Parecer nº: 450/2025
PARECER DA PROCURADORIA GERAL
1. RELATÓRIO
Cuidam os autos de Projeto de Lei nº 82/2025, de autoria do Vereador Cabo Rodrigues, que “Proíbe o Uso de Símbolos e Liturgias Cristãs em Eventos e Manifestações Públicas com o Intuito de Satirizar, Ridicularizar ou Menosprezar a Religião Cristã ou Suas Práticas ou Fiéis”. Em seus fundamentos o Ilustre Vereador defende que “o Projeto de Lei em questão busca estabelecer um parâmetro para respeitar os símbolos e crenças cristãs em Serra. A medida reforça, o compromisso do município de Serra com os princípios constitucionais que garantem a convivência harmônica em uma sociedade plural, como a liberdade de consciência e crença (art. 5º, VI, CF) e a proteção à dignidade humana (art. 1º, III, CF)”.
Diante disso, a Presidência desta Casa de Leis encaminhou-nos o processo para a necessária averiguação da constitucionalidade do Projeto de Lei, com consequente emissão de Parecer.
Compõem os autos até o momento o projeto de Lei e justificativa, motivo pelo qual a Presidência desta Casa de Lei nos encaminhou os autos para a sua análise jurídica preliminar. Nestes termos, relatado o feito na forma dos parágrafos anteriores, considerando a importância e urgência da proposta sob avaliação, passo a opinar de forma direta e objetiva.
2. FUNDAMENTAÇÃO
Nestes termos, relatado o feito na forma dos parágrafos anteriores, passo a opinar.
Ab initio, é preciso ressaltar que o presente parecer é meramente opinativo e decorre do mandamento consubstanciado no art. 18, IV, da Lei Municipal nº 6.134/2025, o qual determina à Procuradoria elaborar pareceres escritos nos processos que lhe forem encaminhados pelo Presidente desta Augusta Casa de Leis, a fim de assegurar a correta e justa aplicação do ordenamento jurídico pátrio, bem como resguardar as competências atribuídas pela Lei Orgânica do Município e as normas estabelecidas na Resolução nº 278/2020.

Linhas do conjunto de dados de apontamento de objetos

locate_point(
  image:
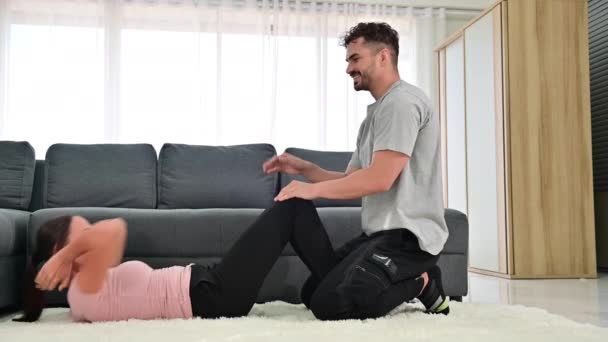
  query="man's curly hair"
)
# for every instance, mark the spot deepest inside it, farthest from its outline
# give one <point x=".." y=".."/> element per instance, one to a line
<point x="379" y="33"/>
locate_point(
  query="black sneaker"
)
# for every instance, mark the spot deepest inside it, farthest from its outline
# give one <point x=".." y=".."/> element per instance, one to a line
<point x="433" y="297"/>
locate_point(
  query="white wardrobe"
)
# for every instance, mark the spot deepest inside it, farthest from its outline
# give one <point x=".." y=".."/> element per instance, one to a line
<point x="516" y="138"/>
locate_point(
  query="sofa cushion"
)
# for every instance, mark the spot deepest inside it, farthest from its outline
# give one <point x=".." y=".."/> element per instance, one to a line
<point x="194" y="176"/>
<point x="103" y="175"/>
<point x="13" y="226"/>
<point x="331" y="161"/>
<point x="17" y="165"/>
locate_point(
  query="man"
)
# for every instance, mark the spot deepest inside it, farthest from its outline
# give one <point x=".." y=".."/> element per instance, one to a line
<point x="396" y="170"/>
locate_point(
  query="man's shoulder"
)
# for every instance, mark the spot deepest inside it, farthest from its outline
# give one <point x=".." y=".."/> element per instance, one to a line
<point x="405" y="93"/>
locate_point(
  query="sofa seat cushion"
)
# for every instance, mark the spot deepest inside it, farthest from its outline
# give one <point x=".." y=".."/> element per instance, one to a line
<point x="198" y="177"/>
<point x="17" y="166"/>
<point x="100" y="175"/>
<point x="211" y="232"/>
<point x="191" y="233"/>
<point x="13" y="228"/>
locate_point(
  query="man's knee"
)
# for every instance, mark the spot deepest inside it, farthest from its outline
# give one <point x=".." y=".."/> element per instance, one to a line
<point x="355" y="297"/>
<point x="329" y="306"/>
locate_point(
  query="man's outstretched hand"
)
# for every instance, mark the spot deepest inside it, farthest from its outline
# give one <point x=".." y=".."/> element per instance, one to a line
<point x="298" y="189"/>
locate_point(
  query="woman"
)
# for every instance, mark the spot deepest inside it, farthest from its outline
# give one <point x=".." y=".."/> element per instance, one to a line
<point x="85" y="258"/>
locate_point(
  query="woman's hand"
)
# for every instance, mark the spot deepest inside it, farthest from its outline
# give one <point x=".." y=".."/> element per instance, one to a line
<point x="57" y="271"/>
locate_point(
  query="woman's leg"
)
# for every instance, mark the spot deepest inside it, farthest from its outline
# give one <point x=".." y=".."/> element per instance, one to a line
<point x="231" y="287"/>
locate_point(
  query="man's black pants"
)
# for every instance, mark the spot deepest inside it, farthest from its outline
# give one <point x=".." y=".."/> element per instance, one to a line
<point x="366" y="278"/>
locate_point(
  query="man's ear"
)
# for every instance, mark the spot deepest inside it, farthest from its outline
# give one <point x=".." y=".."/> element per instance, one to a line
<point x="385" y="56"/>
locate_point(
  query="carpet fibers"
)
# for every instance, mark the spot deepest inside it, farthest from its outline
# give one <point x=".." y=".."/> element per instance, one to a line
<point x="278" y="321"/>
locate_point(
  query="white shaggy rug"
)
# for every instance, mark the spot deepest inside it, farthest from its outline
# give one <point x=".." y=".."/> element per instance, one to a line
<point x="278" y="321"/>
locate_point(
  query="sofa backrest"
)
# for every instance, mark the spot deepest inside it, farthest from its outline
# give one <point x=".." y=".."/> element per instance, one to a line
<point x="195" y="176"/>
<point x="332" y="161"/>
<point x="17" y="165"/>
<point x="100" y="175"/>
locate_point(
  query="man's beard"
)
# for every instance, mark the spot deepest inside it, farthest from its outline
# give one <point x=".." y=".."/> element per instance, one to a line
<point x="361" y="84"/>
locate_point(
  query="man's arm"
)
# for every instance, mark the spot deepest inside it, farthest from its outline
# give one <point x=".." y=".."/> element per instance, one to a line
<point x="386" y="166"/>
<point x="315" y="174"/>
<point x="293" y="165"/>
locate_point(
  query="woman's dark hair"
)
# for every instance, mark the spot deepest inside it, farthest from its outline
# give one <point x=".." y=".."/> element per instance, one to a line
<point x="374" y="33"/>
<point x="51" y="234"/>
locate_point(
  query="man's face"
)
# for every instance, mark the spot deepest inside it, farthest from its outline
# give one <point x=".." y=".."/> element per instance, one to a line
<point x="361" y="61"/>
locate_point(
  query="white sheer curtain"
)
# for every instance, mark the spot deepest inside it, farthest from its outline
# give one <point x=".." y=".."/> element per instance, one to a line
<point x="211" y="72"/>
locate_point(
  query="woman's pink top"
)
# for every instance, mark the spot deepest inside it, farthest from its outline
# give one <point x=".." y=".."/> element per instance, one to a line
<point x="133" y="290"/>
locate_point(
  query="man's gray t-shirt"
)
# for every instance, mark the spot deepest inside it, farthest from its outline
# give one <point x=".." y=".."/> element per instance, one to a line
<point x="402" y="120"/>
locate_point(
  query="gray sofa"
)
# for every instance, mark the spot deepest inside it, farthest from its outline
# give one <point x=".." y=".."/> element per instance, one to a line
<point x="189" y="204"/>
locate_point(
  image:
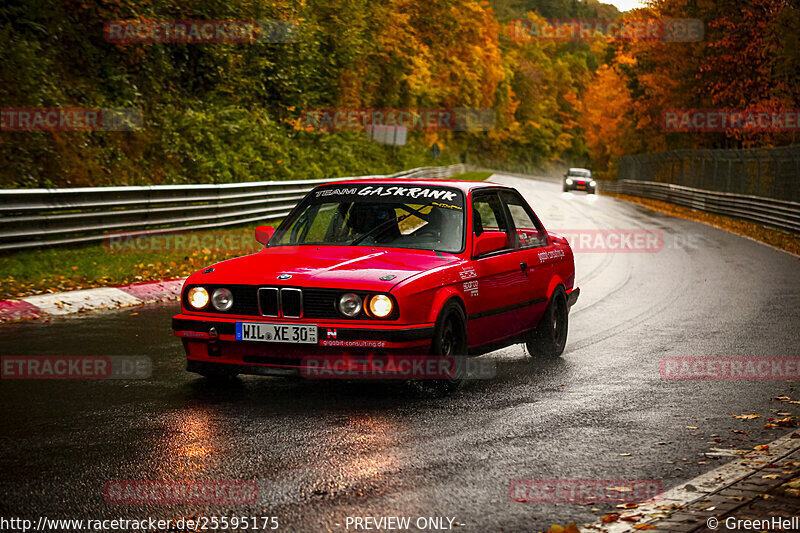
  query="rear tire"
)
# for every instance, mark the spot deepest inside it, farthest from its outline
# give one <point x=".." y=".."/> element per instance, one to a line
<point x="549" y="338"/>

▶ **Exercícios propostos**
[a] Segundo o parecer da Procuradoria, quem é o autor do Projeto de Lei nº 82/2025?
[b] Reescreva em forma de lista o parágrafo do parecer da Procuradoria que começa com "Ab initio, é preciso ressaltar", mantendo seus fatos principais.
[c] Prossiga com a redação do parecer da Procuradoria sobre o Projeto de Lei nº 82/2025 a partir da última frase apresentada.
Os registros constituem material independente do parecer da Procuradoria.

▶ **Respostas por tarefa**
[a] O Vereador Cabo Rodrigues.

[b]
- O parecer é meramente opinativo.
- Decorre do art. 18, IV, da Lei Municipal nº 6.134/2025.
- Esse dispositivo determina que a Procuradoria elabore pareceres escritos nos processos encaminhados pelo Presidente da Casa de Leis.
- A finalidade é assegurar a correta e justa aplicação do ordenamento jurídico pátrio.
- Também visa resguardar as competências atribuídas pela Lei Orgânica do Município e as normas da Resolução nº 278/2020.

[c]
Nesse diapasão, convém destacar que a emissão do presente parecer não representa óbice a eventual análise jurídica acerca de outras questões não abordadas no mesmo ou no tocante ao mérito da matéria submetida ao apreço, em caso de solicitação pelas Comissões, Mesa Diretora ou Presidência.
Nessa vereda, ressalta-se que no presente parecer jurídico preliminar, de um modo geral, aprecia-se a legalidade e constitucionalidade do projeto de lei sobre três perspectivas elementares: a um, a matéria legislativa proposta deve se encontrar entre aquelas autorizadas pela CF/88 aos Municípios; a dois, se foi respeitada a rígida observância das preferências quanto à iniciativa para proposição prevista pela ordem jurídico-constitucional; a três, a possibilidade de violação por parte da matéria legislativa proposta à direitos fundamentais ou instituições tuteladas por regras ou princípios constitucionais.
Em via reflexa, cumpre destacar que a aprovação de um projeto de lei também passa pela comprovação dos requisitos constitucionais e legais para a sua regular tramitação.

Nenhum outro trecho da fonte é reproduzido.